__Exercise goal__
Collect every line in the data below that contains the word "instance". Case counts.

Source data
····················

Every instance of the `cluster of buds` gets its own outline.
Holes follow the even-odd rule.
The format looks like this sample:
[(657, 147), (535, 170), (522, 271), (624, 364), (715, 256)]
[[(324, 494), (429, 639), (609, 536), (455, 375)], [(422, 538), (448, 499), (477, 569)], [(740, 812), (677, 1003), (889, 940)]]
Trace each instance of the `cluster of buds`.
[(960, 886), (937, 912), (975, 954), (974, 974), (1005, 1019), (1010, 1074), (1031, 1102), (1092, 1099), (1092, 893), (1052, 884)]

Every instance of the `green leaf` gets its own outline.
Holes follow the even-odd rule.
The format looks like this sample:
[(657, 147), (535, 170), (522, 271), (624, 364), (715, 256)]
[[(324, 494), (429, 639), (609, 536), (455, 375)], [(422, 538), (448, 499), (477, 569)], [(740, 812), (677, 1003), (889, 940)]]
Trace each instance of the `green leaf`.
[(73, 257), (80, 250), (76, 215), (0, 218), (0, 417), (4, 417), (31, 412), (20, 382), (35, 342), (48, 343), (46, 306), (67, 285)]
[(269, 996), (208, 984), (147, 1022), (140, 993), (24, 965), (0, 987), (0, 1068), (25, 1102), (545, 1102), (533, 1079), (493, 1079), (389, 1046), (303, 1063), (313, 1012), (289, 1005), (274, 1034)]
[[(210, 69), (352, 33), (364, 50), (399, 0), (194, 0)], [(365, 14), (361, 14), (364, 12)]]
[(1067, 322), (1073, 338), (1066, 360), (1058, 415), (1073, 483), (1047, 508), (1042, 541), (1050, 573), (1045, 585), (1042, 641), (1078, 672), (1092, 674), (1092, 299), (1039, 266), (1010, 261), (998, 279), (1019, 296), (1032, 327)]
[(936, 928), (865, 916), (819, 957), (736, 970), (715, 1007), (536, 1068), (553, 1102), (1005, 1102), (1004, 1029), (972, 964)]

····················

__Solution to the problem__
Every instance of the `cluster of buds` gets its own outline.
Trace each instance of the `cluster of buds`.
Every instance of the `green leaf` gets its own outline.
Trace each instance of the `green leaf`.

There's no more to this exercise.